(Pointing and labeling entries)
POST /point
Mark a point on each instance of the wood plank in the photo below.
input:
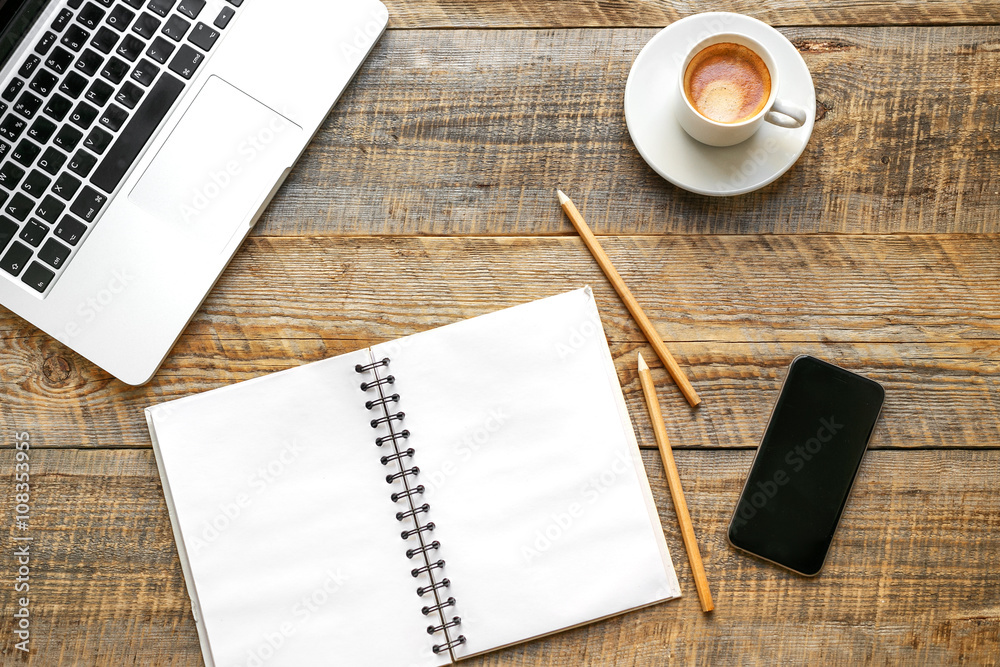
(654, 13)
(910, 577)
(917, 313)
(468, 132)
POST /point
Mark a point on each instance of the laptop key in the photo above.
(74, 37)
(161, 7)
(45, 43)
(59, 60)
(38, 277)
(104, 40)
(42, 130)
(12, 127)
(98, 140)
(28, 105)
(83, 115)
(25, 153)
(224, 17)
(129, 95)
(88, 204)
(17, 256)
(30, 64)
(137, 132)
(191, 8)
(53, 253)
(12, 89)
(82, 163)
(99, 93)
(73, 85)
(10, 175)
(176, 28)
(70, 230)
(52, 160)
(66, 186)
(145, 72)
(114, 117)
(146, 25)
(186, 61)
(90, 16)
(58, 107)
(203, 37)
(19, 207)
(115, 70)
(8, 230)
(34, 232)
(160, 50)
(62, 20)
(120, 18)
(130, 48)
(36, 183)
(89, 62)
(68, 138)
(50, 209)
(44, 82)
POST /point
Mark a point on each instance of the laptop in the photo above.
(140, 140)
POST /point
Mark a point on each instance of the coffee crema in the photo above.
(727, 82)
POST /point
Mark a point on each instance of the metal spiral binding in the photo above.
(406, 476)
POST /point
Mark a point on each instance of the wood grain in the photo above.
(910, 578)
(918, 313)
(469, 132)
(657, 13)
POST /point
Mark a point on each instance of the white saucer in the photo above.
(651, 93)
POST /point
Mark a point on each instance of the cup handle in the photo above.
(791, 115)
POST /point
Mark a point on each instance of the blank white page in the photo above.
(283, 521)
(532, 471)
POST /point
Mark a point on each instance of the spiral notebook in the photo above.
(417, 502)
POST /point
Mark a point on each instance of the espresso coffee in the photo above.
(727, 82)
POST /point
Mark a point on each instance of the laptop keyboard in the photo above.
(79, 110)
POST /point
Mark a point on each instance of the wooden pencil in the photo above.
(626, 294)
(676, 492)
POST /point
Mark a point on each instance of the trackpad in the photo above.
(218, 165)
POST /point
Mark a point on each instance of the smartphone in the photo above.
(806, 464)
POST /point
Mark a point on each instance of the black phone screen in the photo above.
(806, 464)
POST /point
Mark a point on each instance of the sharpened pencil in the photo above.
(626, 294)
(676, 492)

_Exercise instructions_:
Copy out all the records exactly, excluding pictures.

_Task solution_:
POST /point
Mark a point on each instance of the wood plank in the photo below.
input:
(654, 13)
(910, 577)
(917, 313)
(468, 132)
POST /point
Mark a point on each instance of the laptop key in the photo above.
(74, 37)
(161, 7)
(45, 43)
(59, 60)
(38, 277)
(104, 40)
(42, 130)
(12, 127)
(98, 140)
(28, 105)
(83, 115)
(25, 153)
(224, 17)
(129, 95)
(88, 204)
(17, 256)
(30, 64)
(137, 132)
(191, 8)
(53, 253)
(12, 89)
(82, 163)
(99, 93)
(73, 85)
(10, 175)
(176, 28)
(70, 230)
(52, 160)
(66, 186)
(145, 72)
(114, 117)
(146, 25)
(186, 61)
(90, 16)
(58, 107)
(203, 37)
(19, 207)
(115, 70)
(8, 230)
(34, 232)
(160, 50)
(62, 20)
(120, 18)
(130, 48)
(36, 183)
(89, 62)
(68, 138)
(50, 209)
(44, 82)
POST /point
Mark a point on each instance of the laptop in the photo above.
(140, 140)
POST /point
Mark a point on each instance of the coffee crema in the photo above.
(727, 82)
POST /point
Mark a point on each instance of the metal spiral binding in the photo above.
(406, 476)
POST /point
Mark a point on each instance of the wood grain in the photo above.
(910, 578)
(918, 313)
(469, 132)
(657, 13)
POST /point
Mark a point on each instance of the white saucer in the photo above.
(651, 93)
POST /point
Mark a point on each instance of the cup handle in the photo above.
(791, 115)
POST /point
Mark a point on each instance of the blank white page in the photo above.
(283, 521)
(532, 471)
POST /point
Mark a point on each instance of the spiral notebook in the photo above.
(417, 502)
POST /point
Mark a point on each instance of the espresso coffee in the photo above.
(727, 82)
POST /point
Mark a point on each instance of the laptop keyboard in the photo above.
(79, 110)
POST /point
Mark a point on each instance of the wooden pencil in the photo above.
(626, 294)
(676, 492)
POST /point
Mark a point on each instance of the trackpad in the photo above.
(218, 165)
POST /point
Mark a point on each instance of the smartphone in the photo above.
(806, 464)
POST /point
Mark a point on each instance of the black phone screen in the photo above.
(806, 464)
POST /point
Mark a point on each instance of the sharpened pencil in the photo above.
(626, 294)
(676, 492)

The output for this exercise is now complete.